Dataset entries:
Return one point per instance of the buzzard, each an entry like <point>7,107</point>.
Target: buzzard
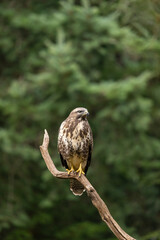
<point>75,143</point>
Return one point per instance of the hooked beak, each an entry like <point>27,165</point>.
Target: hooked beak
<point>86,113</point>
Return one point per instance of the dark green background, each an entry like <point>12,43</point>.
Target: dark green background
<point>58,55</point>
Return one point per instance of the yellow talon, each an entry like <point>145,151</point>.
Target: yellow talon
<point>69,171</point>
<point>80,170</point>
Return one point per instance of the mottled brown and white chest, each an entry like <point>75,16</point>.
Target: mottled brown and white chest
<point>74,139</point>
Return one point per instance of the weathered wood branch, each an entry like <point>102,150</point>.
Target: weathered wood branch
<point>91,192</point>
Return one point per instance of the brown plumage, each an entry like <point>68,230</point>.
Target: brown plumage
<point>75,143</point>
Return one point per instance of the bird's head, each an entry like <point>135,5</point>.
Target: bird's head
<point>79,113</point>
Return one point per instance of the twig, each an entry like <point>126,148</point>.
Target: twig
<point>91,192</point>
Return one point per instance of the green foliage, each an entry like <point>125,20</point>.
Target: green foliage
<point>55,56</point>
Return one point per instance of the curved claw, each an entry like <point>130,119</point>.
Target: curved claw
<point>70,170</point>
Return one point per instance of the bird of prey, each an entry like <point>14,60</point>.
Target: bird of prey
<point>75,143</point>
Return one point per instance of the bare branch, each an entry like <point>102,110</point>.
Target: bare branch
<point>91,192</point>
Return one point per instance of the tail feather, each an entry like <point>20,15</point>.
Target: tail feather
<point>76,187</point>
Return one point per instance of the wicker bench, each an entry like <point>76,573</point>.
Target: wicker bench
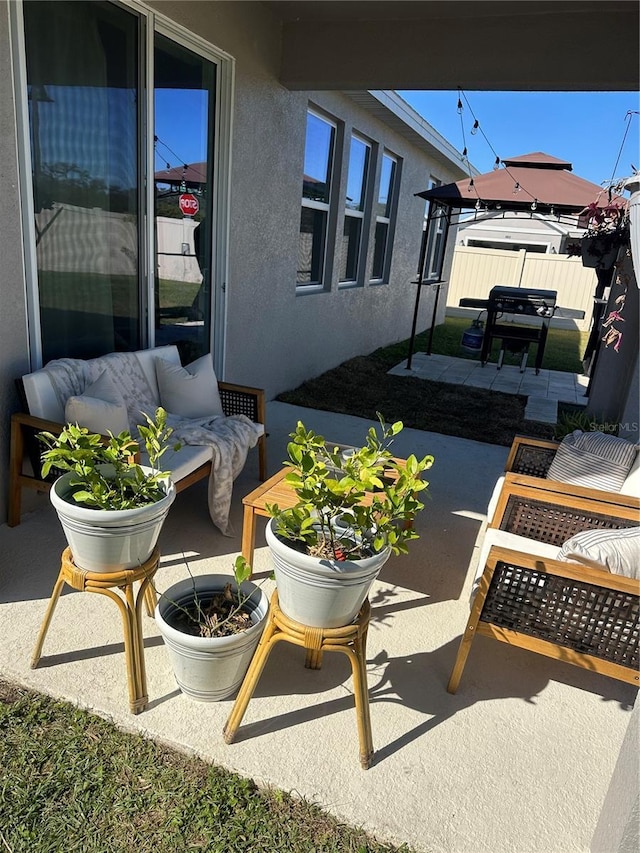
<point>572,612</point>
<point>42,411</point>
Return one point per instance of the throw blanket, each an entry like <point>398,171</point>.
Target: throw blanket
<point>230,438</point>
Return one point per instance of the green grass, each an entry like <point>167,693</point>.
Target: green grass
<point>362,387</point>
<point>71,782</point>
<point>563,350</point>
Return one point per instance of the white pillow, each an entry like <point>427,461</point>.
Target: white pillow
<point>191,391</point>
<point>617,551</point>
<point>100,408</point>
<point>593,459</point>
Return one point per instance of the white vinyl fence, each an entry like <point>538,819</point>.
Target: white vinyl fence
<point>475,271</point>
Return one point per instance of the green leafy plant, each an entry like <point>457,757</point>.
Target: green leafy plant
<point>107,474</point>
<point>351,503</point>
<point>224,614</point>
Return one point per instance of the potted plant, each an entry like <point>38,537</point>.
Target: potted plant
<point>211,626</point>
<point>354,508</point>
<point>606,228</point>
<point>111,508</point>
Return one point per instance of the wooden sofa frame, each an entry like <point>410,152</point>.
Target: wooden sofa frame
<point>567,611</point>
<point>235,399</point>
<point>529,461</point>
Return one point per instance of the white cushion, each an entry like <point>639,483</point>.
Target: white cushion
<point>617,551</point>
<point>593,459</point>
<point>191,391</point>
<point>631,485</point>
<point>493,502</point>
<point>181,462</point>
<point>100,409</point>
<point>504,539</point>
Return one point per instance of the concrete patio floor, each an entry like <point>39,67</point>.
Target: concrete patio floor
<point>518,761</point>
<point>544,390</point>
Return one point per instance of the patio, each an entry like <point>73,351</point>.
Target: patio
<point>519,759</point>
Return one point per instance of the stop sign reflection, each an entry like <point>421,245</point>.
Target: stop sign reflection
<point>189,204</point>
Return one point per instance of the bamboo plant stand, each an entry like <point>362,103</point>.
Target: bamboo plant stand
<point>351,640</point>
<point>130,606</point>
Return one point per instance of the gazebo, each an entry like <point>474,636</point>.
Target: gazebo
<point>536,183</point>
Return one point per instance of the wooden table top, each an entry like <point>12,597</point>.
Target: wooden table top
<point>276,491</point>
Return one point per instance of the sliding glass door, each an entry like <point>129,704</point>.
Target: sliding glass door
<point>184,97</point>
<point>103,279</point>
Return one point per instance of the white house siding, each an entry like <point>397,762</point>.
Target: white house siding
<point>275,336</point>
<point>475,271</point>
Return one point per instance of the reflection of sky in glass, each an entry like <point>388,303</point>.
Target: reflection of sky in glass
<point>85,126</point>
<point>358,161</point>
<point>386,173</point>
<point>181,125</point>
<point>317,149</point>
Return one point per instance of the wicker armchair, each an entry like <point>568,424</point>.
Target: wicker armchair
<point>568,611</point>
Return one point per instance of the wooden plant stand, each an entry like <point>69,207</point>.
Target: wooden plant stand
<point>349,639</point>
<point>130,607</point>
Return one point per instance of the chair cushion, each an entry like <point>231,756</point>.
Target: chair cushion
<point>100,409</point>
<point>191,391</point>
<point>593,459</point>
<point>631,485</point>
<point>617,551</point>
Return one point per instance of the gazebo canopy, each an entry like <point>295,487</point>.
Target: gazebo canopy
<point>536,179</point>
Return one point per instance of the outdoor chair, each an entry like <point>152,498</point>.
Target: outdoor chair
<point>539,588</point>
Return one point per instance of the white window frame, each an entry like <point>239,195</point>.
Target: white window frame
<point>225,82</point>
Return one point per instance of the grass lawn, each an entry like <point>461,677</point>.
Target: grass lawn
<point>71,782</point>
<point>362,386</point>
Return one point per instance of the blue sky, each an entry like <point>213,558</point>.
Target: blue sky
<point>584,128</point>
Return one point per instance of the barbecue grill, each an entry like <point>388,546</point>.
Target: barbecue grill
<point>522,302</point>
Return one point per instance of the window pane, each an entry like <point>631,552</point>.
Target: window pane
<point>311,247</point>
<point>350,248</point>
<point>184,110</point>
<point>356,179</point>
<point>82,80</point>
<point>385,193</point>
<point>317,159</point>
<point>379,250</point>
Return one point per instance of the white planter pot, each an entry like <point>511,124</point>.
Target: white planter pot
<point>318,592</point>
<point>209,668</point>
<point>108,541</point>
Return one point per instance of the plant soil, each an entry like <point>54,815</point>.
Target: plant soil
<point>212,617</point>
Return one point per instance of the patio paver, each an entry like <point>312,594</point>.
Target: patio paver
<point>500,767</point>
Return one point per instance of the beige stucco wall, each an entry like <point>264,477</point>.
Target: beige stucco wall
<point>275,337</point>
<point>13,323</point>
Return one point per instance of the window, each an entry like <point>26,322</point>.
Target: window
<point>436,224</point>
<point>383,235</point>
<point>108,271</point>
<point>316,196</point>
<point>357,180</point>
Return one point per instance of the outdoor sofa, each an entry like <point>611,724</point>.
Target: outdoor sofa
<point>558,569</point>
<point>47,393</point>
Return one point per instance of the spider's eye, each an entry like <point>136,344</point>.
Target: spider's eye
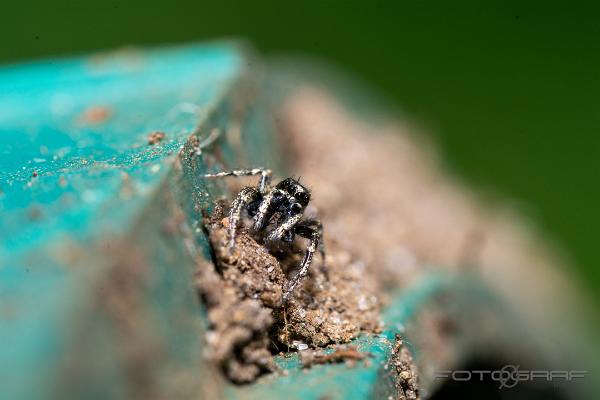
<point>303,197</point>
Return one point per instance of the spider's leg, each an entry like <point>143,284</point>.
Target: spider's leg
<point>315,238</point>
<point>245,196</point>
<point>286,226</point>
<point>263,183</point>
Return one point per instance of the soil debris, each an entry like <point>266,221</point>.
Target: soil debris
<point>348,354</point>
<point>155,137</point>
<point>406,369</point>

### EXERCISE PROMPT
Please reproduce each entry exactly as given and omit the pictures.

### ANSWER TO THE EXERCISE
Return one point per instance of the buzzard, each an entry like <point>7,107</point>.
Target: buzzard
<point>75,143</point>
Return one point per instance of the hooked beak, each an entry like <point>27,165</point>.
Target: hooked beak
<point>86,113</point>
Return one point per instance of the dark green background, each an entry like <point>12,43</point>.
Target: dark green background
<point>58,55</point>
Return one point per instance of the yellow talon, each an entry like <point>145,151</point>.
Target: yellow talon
<point>69,171</point>
<point>80,170</point>
Return one point per instance of the mottled brown and white chest, each an entry like <point>75,16</point>.
Target: mottled brown and white chest
<point>74,139</point>
Return one point per instance of the weathered wood branch, each an entry like <point>102,150</point>.
Target: weathered wood branch
<point>91,192</point>
Return one point per instance of the brown plumage, each an entry like <point>68,230</point>.
Target: brown plumage
<point>75,143</point>
Return one point per instance of the bird's head, each an entry like <point>135,5</point>.
Target: bird's head
<point>79,113</point>
Return one point per instance of the twig, each an entry like <point>126,148</point>.
Target: twig
<point>91,192</point>
Return one point per instance of the green foliage, each an entry like <point>125,20</point>.
Target: green foliage
<point>55,56</point>
Return one point per instance of the curved claw, each an entry like <point>130,119</point>.
Target: curved claw
<point>70,170</point>
Return one point per instance of the bird of prey, each an entry like <point>14,60</point>.
Target: bird of prey
<point>75,143</point>
Return one point per instance of the bare branch, each an entry like <point>102,110</point>.
Target: bare branch
<point>91,192</point>
Return one point per instance of the tail feather, each an entry like <point>20,15</point>.
Target: tail feather
<point>76,187</point>
Return one point per instance of the wicker bench, each an entry like <point>76,573</point>.
Target: wicker bench
<point>572,612</point>
<point>42,411</point>
Return one point per instance of the throw blanket, each an entry like <point>398,171</point>.
Target: throw blanket
<point>230,438</point>
Return one point per instance of the green grass, each an entry like <point>167,693</point>.
Target: green grass
<point>362,387</point>
<point>71,782</point>
<point>563,350</point>
Return one point per instance of the white pillow, each an entry like <point>427,461</point>.
Target: white pillow
<point>191,391</point>
<point>617,551</point>
<point>100,408</point>
<point>593,459</point>
Return one point per instance of the white vinyl fence, each an entry like <point>538,819</point>.
Target: white vinyl fence
<point>475,271</point>
Return one point per instance of the green leafy plant, each an entry like <point>457,757</point>.
Target: green leafy plant
<point>107,474</point>
<point>351,503</point>
<point>224,614</point>
Return one point per instance of the potted plant, each an entry like <point>38,537</point>.
Target: potted plant
<point>211,626</point>
<point>354,508</point>
<point>606,228</point>
<point>111,508</point>
Return one point per instance of the wooden sofa frame, each an entry like <point>410,152</point>.
Target: wooden sofa frame
<point>567,611</point>
<point>235,399</point>
<point>529,461</point>
Return one point per instance of the white cushion, each an entry like <point>639,483</point>.
Target: white cushion
<point>617,551</point>
<point>593,459</point>
<point>191,391</point>
<point>631,485</point>
<point>493,502</point>
<point>181,462</point>
<point>100,409</point>
<point>504,539</point>
Return one point per instance of the concrete patio floor, each an entry like <point>39,67</point>.
Target: concrete patio floor
<point>518,761</point>
<point>544,390</point>
Return one point per instance of the patio, each an entry like <point>73,351</point>.
Target: patio
<point>519,759</point>
Return one point per instance of the stop sign reflection, each an entry like <point>421,245</point>.
Target: stop sign reflection
<point>189,204</point>
Return one point per instance of the bamboo plant stand, each an entry like <point>362,103</point>.
Target: bamboo plant stand
<point>351,640</point>
<point>130,606</point>
Return one point per instance of the gazebo, each an entry like <point>474,636</point>.
Target: gazebo
<point>536,183</point>
Return one point per instance of the wooden table top, each an entry like <point>12,597</point>.
Target: wooden table top
<point>276,491</point>
Return one point per instance of the sliding glass door, each an entry like <point>129,704</point>.
Target: sliding glass door
<point>184,97</point>
<point>103,279</point>
Return one point per instance of the white house siding, each an entry like <point>397,762</point>.
Target: white house siding
<point>275,336</point>
<point>475,271</point>
Return one point per instance of the reflection of sky in glass, each an entry like <point>388,303</point>.
Target: reflection of sky in glass
<point>85,126</point>
<point>358,161</point>
<point>386,173</point>
<point>181,125</point>
<point>317,149</point>
Return one point per instance of the wicker armchair, each an entry like <point>568,424</point>.
Target: wicker armchair
<point>568,611</point>
Return one point per instance of the wooden plant stand, each an entry like <point>69,207</point>.
Target: wooden plant stand
<point>349,639</point>
<point>130,607</point>
Return one point per instance of the chair cushion, each an entry like <point>231,756</point>.
Target: chair cushion
<point>100,409</point>
<point>191,391</point>
<point>593,459</point>
<point>631,485</point>
<point>617,551</point>
Return one point per instance of the gazebo canopy, each an entry like <point>295,487</point>.
Target: gazebo canopy
<point>536,179</point>
Return one point per instance of the outdoor chair, each an entry like <point>152,498</point>.
Target: outdoor chair
<point>539,588</point>
Return one point per instance of the white window frame, each an entry like <point>239,195</point>.
Target: white window frame
<point>225,82</point>
Return one point per instance of the grass lawn, each an entry like <point>461,677</point>.
Target: grass lawn
<point>71,782</point>
<point>362,386</point>
Return one point per instance of the blue sky, each an entry like <point>213,558</point>.
Target: blue sky
<point>584,128</point>
Return one point per instance of the barbecue grill, each an entry like <point>388,546</point>.
Target: barbecue grill
<point>522,302</point>
Return one point per instance of the window pane, each an entry like <point>631,552</point>.
Target: window pane
<point>311,247</point>
<point>350,248</point>
<point>184,110</point>
<point>356,179</point>
<point>82,80</point>
<point>385,193</point>
<point>317,159</point>
<point>379,250</point>
Return one point per instance of the white planter pot, each an entry like <point>511,124</point>.
Target: white planter pot
<point>318,592</point>
<point>209,668</point>
<point>108,541</point>
Return one point per instance of the plant soil, each an entry like <point>54,815</point>.
Target: plant soil
<point>212,617</point>
Return one point per instance of the patio paver, each an entry like <point>312,594</point>.
Target: patio paver
<point>500,767</point>
Return one point per instance of the beige stucco wall, each an entry like <point>264,477</point>.
Target: beige stucco wall
<point>275,337</point>
<point>13,323</point>
Return one point per instance of the window, each an entry like <point>26,322</point>.
Target: window
<point>436,224</point>
<point>383,235</point>
<point>108,271</point>
<point>316,196</point>
<point>357,180</point>
Return one point per instance of the outdoor sofa, each an entry like <point>611,724</point>.
Target: outdoor sofa
<point>558,569</point>
<point>47,393</point>
Return one point per instance of the spider's eye, each an entry like <point>136,344</point>.
Target: spider's eye
<point>303,197</point>
Return one point per instance of the spider's leg, each an entry like <point>143,284</point>.
Target: spider's leg
<point>315,238</point>
<point>245,196</point>
<point>286,226</point>
<point>263,183</point>
Return one point per instance of the soil debris, each an entry like <point>266,221</point>.
Target: soil debris
<point>348,354</point>
<point>155,137</point>
<point>406,369</point>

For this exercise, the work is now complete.